● GIVEN INSTRUCTION
Please summarize the text below on Forza! Nederland in two sentences.
— start SUPPLIED PASSAGE —
Forza! Nederland (an abbreviation of Fortuynistische Organisatie voor een Realistische Zakelijke Aanpak) is a Dutch right-wing populist political organisation active in the Netherlands. Despite the name, the party has no connection nor is part of Forza Italia.
Forza! is active in several municipalities in the Netherlands and was represented in the States-Provincial of North Holland until 2015.
Forza! is known to be the successor of the former Pim Fortuyn List and very outspoken against Islam, refugees and for referendums and can be considered as a local counterpart of the Party for Freedom and Forum voor Democratie although Forza! denies this.

History

2003–2009 
The party's history began in 2003 when Paul Meijer and Fleur Agema were disbarred from the States-Provincial Pim Fortuyn List. Meijer and Agema founded the party to participate in the 2006 elections, but failed to raise the money needed to participate. In 2006 Agema left the party and joined the Party for Freedom of Geert Wilders. Forza! participated in the 2006 Dutch municipal elections but won no seats in any municipalities.
— end SUPPLIED PASSAGE —
— start SUPPLIED RECORDS —
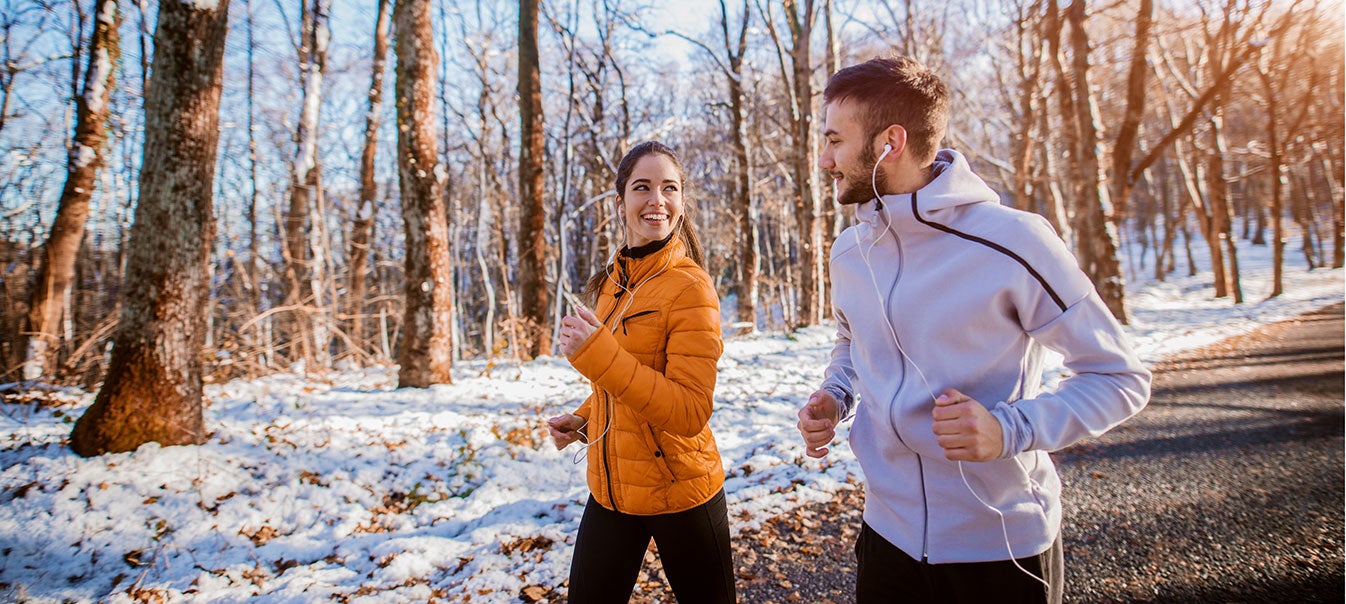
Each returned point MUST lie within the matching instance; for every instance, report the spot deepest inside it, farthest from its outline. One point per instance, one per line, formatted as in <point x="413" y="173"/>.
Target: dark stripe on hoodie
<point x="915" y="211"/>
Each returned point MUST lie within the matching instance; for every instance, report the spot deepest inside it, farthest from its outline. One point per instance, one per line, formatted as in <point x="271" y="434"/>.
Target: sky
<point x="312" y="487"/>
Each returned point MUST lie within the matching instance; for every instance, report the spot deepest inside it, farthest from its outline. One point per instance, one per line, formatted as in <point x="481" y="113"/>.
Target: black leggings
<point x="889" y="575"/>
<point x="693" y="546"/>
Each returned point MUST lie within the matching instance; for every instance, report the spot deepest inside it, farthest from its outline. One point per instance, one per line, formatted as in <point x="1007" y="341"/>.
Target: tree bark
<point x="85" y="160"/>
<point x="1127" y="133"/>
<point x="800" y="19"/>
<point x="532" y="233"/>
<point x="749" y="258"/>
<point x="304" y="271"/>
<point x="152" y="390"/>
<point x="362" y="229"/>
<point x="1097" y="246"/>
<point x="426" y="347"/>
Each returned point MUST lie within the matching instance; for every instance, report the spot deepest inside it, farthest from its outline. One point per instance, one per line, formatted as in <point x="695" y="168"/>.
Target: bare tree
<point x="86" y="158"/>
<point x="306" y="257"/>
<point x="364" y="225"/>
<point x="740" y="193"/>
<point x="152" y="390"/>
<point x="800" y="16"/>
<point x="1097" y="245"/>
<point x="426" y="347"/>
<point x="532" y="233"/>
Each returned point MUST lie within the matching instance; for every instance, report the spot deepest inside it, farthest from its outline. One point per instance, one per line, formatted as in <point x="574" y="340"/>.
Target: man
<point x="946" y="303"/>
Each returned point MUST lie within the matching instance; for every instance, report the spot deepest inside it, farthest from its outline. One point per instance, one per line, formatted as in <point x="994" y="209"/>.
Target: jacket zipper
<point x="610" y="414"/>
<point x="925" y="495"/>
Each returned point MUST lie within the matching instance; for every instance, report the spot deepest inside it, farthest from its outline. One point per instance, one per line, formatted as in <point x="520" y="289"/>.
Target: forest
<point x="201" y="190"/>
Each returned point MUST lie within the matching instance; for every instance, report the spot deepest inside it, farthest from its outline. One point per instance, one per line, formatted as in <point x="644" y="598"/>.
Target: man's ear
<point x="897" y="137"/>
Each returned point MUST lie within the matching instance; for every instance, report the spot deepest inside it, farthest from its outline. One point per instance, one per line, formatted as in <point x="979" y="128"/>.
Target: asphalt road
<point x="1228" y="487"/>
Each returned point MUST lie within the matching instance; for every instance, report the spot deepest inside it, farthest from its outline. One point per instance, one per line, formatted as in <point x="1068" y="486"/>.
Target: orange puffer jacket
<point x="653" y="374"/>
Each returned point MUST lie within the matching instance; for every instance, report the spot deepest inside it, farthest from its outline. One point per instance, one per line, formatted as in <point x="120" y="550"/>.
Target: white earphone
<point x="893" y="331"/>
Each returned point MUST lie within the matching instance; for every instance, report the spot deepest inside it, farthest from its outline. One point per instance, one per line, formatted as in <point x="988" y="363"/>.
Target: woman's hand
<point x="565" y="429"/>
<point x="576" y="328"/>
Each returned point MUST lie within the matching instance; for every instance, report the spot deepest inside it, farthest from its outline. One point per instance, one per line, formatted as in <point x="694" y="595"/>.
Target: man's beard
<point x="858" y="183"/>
— end SUPPLIED RECORDS —
— start SUPPLIED RECORDS —
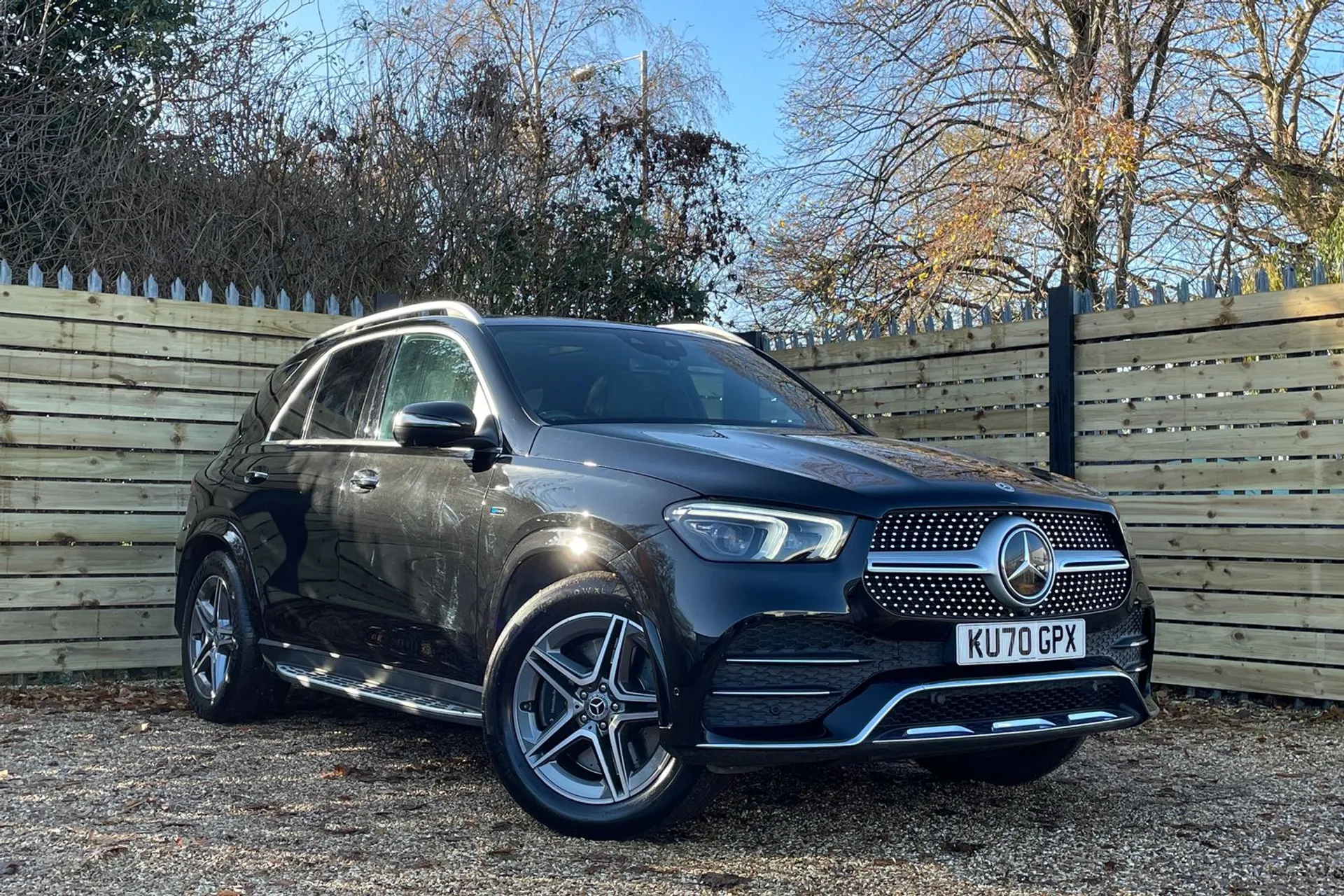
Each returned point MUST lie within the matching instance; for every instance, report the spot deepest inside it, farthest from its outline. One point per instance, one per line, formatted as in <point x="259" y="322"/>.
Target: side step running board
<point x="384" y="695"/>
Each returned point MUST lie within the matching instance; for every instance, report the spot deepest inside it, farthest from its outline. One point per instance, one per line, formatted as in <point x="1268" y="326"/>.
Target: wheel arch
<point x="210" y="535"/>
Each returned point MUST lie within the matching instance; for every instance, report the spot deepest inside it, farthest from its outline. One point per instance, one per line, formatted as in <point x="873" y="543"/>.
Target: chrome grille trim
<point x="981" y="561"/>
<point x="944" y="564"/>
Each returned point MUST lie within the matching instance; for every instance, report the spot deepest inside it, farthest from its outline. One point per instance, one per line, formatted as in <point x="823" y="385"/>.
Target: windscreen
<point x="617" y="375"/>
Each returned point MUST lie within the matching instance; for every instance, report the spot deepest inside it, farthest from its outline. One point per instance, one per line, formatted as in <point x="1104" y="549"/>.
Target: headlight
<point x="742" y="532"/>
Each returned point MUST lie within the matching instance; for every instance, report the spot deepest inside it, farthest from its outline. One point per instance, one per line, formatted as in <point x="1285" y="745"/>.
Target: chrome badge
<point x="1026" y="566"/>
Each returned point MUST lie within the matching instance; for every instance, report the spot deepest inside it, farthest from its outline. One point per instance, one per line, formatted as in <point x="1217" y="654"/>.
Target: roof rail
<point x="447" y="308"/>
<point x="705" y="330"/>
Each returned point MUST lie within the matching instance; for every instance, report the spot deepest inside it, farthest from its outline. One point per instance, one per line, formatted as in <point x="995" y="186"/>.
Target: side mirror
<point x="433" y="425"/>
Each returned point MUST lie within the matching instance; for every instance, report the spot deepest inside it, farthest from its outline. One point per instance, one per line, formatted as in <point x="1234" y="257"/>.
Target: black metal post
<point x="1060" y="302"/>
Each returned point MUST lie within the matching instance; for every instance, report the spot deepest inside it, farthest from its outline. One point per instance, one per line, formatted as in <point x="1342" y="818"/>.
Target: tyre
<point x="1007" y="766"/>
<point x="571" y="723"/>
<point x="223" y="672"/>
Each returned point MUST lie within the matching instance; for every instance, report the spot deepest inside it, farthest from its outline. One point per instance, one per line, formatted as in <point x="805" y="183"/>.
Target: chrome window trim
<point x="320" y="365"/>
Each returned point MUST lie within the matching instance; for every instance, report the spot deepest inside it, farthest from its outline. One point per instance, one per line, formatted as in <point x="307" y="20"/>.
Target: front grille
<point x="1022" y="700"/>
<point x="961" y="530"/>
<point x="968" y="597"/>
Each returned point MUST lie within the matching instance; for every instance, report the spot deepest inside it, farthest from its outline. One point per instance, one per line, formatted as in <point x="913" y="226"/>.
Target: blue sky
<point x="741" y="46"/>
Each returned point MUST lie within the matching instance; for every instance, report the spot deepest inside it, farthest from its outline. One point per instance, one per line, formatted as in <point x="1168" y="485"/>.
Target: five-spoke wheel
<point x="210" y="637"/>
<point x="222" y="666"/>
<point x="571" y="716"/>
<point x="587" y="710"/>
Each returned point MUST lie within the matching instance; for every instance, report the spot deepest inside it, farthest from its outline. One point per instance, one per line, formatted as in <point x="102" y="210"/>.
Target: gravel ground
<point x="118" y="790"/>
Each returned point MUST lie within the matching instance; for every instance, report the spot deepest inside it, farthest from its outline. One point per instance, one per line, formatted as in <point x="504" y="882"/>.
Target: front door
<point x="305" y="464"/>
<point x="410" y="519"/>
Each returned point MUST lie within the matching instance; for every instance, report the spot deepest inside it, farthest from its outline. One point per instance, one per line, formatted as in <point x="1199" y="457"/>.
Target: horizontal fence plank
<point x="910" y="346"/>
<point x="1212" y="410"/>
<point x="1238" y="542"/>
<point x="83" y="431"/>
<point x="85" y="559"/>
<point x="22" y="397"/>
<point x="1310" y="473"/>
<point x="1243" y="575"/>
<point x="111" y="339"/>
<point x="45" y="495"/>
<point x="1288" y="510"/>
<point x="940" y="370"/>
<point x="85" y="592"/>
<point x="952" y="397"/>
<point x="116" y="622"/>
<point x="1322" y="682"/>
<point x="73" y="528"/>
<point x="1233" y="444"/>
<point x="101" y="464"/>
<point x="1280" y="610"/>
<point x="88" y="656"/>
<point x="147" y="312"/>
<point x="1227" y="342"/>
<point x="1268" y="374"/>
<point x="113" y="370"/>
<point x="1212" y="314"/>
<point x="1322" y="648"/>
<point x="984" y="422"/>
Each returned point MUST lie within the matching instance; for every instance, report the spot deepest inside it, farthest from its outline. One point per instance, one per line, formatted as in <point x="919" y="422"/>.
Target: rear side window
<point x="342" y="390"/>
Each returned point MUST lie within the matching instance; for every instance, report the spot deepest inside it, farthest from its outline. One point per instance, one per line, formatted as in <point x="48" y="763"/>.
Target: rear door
— end SUPPLIED RECORDS —
● ANSWER TO THE TASK
Forza! Nederland is a Dutch right-wing populist organization, unconnected to Forza Italia, that is active in several municipalities and was represented in the States-Provincial of North Holland until 2015. Known as the successor of the Pim Fortuyn List, it speaks out against Islam and refugees and in favor of referendums; its history began in 2003 with Paul Meijer and Fleur Agema, and Agema left in 2006 to join the Party for Freedom.